--- 本文抜粋 ---
==========
ADHDは、不注意、多動性・衝動性の症状をもつ疾患です。
不注意、多動性・衝動性の両方の症状がある場合もありますし、どちらか一方が優勢な場合もあります。
多くは就学時期から学童期に診断されることが多いですが、多動性・衝動性が目立たなかったり、症状が軽度であったりするなどして子どもの頃には気づかれず、社会人になってから、仕事上の不注意やミスが気になって、初めて医療機関を受診される方も少なくありません。
他の多くの精神疾患と同様に、詳しい原因は分かっていません。
脳の機能異常、神経伝達物質のバランスの異常が推測されており、ドーパミンやアドレナリン、ノルアドレナリン系に作用する薬が使用され、実際に効果が上がっています。
この他、極低出出生体重児や妊娠中の喫煙などで発症リスクが高まることが指摘されています。
親をはじめとする養育にあたる周囲の大人の方々は、幼児期から多動性・衝動性を感じることが多いのですが、一般に幼児は落ち着かないものなので、正常範囲と区別することは難しく、多くの場合は就学時期から学童期に医療機関を受診するなどして診断を受けることになります。
通常、青年期、成人期と成長するにつれて、多動は目立たなくなり、不注意の症状が中心となります。
学童期に、多動性から怒られてばかりいる、物事に集中できないで目標を達成できない、成績不良が続くなどすると、これらの体験は劣等感につながり、勤勉性を身につけるという学童期の発達課題に問題を残すことにもつながります。その結果、不登校になる場合もありますし、成長していく過程で二次障害としての反社会的行動が問題となってくる方もいらっしゃいます。
多動などの症状に対する治療には、薬物療法が有効です。
また、学童期、青年期と続く発達課題を無事に通過できることを主眼にして、医療機関ばかりでなく、患者さんを支えるご家族や学校の先生方が患者さんの特性を理解し、関わり方や勉強の段取り、対人関係の問題などを、一緒に見直し考えていく必要があります。
==========
--- エントリー抜粋 ---
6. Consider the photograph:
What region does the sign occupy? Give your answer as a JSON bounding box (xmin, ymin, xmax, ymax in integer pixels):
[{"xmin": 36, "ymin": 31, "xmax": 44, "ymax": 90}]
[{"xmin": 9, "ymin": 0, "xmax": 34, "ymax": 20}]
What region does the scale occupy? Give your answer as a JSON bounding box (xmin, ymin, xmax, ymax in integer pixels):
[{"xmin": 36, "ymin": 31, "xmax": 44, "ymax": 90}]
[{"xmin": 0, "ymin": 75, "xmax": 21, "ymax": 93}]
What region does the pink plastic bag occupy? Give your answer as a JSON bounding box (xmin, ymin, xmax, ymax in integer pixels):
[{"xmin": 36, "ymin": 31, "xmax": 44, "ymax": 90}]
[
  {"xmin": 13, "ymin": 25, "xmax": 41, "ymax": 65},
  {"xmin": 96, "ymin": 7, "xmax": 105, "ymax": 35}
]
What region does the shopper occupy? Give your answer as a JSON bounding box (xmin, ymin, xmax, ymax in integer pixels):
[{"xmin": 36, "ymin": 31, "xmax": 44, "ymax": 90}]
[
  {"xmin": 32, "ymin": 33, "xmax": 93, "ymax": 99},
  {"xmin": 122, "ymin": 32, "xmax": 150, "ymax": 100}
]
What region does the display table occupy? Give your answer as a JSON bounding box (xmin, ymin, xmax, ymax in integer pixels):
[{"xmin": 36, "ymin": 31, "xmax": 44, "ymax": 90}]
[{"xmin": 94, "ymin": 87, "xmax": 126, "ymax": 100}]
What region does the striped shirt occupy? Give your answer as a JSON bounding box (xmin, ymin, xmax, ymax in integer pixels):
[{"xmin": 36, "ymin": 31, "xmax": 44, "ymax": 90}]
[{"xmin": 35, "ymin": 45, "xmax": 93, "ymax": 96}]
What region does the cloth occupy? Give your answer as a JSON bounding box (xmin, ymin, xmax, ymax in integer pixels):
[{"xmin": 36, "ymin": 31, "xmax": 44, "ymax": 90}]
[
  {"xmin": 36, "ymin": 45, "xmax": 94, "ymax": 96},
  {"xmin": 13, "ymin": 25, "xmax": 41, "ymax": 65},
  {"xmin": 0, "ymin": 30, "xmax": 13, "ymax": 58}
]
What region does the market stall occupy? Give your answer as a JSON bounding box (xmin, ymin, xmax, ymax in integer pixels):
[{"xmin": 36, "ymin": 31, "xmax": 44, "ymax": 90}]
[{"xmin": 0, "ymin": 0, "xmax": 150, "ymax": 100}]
==========
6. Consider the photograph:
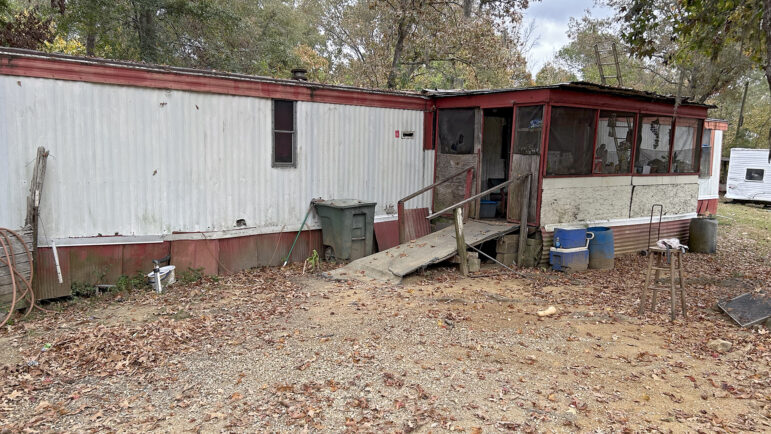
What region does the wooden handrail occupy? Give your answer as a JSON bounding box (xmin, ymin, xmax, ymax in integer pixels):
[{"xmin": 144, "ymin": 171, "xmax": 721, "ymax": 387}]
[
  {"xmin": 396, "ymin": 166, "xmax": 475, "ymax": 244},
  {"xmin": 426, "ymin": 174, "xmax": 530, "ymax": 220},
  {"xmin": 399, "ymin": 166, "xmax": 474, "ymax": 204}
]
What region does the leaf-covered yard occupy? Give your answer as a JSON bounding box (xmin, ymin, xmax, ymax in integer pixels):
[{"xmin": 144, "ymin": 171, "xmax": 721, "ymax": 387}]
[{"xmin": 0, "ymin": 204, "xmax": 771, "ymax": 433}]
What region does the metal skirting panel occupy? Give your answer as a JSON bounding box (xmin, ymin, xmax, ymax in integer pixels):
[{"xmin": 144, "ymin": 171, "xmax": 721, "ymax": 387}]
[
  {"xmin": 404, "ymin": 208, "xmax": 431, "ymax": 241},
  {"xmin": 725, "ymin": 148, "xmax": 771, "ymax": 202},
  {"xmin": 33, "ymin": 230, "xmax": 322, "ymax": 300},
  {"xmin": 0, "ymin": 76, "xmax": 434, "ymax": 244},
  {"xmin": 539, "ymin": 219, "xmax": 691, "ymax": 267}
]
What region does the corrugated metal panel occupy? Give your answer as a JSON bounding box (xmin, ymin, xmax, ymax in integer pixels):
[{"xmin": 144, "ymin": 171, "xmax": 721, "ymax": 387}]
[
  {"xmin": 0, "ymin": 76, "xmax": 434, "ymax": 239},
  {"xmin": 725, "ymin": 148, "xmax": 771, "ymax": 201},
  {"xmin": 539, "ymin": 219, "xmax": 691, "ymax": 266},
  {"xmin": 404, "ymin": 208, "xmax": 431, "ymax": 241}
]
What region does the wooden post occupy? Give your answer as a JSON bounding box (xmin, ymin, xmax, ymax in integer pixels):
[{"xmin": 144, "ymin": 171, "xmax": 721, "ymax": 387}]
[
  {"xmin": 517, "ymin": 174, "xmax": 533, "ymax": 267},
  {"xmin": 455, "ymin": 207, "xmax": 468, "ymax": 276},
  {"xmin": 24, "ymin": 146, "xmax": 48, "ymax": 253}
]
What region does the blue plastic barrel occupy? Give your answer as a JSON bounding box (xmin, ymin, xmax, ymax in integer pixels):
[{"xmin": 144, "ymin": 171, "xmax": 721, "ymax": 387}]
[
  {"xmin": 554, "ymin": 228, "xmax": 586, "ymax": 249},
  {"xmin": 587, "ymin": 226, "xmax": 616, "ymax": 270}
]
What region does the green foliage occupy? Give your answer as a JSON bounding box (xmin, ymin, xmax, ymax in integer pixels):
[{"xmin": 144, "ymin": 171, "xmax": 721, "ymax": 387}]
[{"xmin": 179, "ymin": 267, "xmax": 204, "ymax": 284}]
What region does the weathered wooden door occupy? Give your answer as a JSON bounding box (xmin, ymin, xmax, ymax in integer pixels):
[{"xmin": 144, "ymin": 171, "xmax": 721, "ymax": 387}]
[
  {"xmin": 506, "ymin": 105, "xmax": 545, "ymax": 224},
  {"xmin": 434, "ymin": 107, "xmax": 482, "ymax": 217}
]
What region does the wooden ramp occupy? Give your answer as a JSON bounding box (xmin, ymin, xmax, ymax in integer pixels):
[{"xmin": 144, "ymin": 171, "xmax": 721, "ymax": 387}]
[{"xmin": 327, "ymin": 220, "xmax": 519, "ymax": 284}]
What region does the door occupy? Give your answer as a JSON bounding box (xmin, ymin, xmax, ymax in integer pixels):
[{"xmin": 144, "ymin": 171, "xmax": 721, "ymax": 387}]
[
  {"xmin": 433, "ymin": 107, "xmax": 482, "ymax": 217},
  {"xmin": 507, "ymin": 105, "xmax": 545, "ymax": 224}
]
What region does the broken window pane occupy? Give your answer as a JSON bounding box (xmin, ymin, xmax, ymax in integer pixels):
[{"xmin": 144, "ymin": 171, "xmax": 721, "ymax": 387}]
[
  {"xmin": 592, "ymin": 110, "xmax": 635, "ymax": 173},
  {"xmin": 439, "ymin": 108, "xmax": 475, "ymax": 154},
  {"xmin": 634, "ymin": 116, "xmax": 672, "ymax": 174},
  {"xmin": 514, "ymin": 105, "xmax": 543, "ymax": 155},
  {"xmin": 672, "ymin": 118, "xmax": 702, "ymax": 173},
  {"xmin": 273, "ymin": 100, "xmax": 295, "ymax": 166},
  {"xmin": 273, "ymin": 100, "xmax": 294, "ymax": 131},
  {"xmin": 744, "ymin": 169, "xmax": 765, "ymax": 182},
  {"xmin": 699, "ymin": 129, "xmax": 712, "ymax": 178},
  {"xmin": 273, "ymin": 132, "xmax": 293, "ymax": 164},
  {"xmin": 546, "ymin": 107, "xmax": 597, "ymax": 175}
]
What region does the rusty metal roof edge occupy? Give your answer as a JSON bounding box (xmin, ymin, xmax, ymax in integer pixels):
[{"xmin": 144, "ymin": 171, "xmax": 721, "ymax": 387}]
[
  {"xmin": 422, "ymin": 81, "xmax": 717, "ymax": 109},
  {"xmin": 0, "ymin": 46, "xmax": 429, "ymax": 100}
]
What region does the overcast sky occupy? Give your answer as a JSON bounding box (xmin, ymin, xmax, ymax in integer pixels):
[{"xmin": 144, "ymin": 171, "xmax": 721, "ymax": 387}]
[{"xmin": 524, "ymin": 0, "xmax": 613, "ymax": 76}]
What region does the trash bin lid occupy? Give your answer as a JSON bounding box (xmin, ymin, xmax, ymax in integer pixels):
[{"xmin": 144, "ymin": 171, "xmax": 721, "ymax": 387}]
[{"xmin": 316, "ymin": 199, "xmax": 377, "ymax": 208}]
==========
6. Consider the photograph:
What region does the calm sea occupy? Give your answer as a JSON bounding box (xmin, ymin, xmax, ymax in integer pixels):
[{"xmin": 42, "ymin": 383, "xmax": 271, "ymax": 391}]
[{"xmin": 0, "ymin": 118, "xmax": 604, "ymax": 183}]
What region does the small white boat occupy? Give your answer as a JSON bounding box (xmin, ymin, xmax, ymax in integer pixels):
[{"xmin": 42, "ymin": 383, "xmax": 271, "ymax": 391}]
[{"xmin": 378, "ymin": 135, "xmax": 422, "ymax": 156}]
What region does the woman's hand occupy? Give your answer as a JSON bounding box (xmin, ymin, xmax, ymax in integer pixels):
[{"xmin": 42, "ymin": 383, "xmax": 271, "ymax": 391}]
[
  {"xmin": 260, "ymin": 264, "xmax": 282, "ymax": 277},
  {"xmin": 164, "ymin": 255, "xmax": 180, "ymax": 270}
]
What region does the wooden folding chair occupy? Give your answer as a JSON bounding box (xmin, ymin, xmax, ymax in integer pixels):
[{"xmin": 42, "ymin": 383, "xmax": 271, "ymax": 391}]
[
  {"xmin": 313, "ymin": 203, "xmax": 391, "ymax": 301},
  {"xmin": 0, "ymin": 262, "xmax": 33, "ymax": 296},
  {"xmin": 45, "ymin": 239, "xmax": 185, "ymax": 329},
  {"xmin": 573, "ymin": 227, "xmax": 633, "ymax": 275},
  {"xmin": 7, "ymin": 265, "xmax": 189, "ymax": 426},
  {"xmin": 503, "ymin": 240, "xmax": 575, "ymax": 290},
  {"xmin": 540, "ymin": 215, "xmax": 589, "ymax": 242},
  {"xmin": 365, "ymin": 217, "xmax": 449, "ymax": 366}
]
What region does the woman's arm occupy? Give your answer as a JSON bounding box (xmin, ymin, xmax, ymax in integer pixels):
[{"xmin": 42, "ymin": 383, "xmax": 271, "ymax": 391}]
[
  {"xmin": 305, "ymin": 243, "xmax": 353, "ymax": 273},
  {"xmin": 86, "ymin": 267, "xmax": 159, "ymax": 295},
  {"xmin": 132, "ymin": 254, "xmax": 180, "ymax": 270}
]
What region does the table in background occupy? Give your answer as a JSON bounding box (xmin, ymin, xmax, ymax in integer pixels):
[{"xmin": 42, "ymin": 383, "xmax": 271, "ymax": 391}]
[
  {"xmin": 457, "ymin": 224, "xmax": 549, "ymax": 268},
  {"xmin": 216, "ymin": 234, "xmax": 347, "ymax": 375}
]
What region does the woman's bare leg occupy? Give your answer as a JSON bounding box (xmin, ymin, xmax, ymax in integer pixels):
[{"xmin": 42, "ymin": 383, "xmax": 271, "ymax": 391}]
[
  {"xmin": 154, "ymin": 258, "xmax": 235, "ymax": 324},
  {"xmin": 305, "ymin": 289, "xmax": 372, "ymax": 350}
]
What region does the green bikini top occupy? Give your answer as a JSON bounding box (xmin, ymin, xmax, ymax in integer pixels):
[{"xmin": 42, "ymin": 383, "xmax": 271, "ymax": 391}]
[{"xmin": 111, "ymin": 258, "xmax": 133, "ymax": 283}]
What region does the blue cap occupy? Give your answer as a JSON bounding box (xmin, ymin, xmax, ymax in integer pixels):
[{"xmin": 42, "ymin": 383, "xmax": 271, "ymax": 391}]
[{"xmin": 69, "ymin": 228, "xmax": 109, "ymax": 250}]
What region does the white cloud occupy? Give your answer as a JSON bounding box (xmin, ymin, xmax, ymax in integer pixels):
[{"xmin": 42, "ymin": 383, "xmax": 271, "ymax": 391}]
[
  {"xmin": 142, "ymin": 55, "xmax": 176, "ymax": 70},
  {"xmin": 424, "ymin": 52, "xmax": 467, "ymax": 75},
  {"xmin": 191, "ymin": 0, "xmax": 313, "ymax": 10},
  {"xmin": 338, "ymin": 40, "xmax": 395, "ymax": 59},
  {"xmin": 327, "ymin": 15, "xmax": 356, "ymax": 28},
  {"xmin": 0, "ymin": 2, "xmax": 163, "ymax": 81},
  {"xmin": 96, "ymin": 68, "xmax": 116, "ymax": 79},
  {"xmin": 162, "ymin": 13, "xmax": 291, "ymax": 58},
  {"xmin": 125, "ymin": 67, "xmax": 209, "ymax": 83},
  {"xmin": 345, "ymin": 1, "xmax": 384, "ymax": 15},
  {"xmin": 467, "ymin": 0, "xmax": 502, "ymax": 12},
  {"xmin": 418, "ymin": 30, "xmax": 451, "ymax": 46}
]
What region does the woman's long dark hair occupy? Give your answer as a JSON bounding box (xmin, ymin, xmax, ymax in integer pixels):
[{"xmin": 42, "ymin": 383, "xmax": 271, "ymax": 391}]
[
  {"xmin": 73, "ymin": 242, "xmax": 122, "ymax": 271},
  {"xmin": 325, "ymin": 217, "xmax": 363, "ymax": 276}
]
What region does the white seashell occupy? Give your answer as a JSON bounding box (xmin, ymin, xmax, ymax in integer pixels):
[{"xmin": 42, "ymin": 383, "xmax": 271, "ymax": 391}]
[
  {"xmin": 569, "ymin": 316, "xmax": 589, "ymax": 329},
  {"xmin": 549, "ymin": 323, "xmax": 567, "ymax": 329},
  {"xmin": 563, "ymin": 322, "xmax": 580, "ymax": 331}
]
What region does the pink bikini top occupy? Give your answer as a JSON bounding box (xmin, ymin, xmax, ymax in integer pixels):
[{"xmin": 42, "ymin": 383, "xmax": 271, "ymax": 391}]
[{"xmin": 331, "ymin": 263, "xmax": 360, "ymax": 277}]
==========
--- 理解の確認 ---
(a) 本文の「他の多くの精神疾患と同様に、詳しい原因は分かっていません。」から「注意の症状が中心となります。」までの部分を、「正常範囲」を「健常の範囲」に改めて書き直してください。
(b) 本文に基づき、次の問いに答えてください。
(i) 子どもの頃に気づかれなかった人が、社会人になって初めて医療機関を受診するきっかけとして挙げられているのは何ですか。
(ii) 青年期、成人期と成長するにつれて中心となる症状は何ですか。
(iii) 多動などの症状に対する治療として有効とされているのは何ですか。
これらのエントリーは本文とは関係がありません。

--- 記述解答 ---
(a)
他の多くの精神疾患と同様に、詳しい原因は分かっていません。
脳の機能異常、神経伝達物質のバランスの異常が推測されており、ドーパミンやアドレナリン、ノルアドレナリン系に作用する薬が使用され、実際に効果が上がっています。
この他、極低出出生体重児や妊娠中の喫煙などで発症リスクが高まることが指摘されています。
親をはじめとする養育にあたる周囲の大人の方々は、幼児期から多動性・衝動性を感じることが多いのですが、一般に幼児は落ち着かないものなので、健常の範囲と区別することは難しく、多くの場合は就学時期から学童期に医療機関を受診するなどして診断を受けることになります。
通常、青年期、成人期と成長するにつれて、多動は目立たなくなり、不注意の症状が中心となります。

(b)
(i) 仕事上の不注意やミスが気になることです。
(ii) 不注意の症状です。
(iii) 薬物療法です。